> Location labeling records:
==================================================
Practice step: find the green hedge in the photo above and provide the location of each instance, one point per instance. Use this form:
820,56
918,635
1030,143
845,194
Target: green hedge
==================================================
> Short problem: Rewrite the listing with "green hedge" swapped for "green shrub" at every occurrence, and keep everything else unchanged.

> Answer to this exercise:
Practice step: find the green shrub in the photo above and provide the location of each instance, one point per instance. Use this form:
820,56
918,635
1030,143
845,194
Target: green shrub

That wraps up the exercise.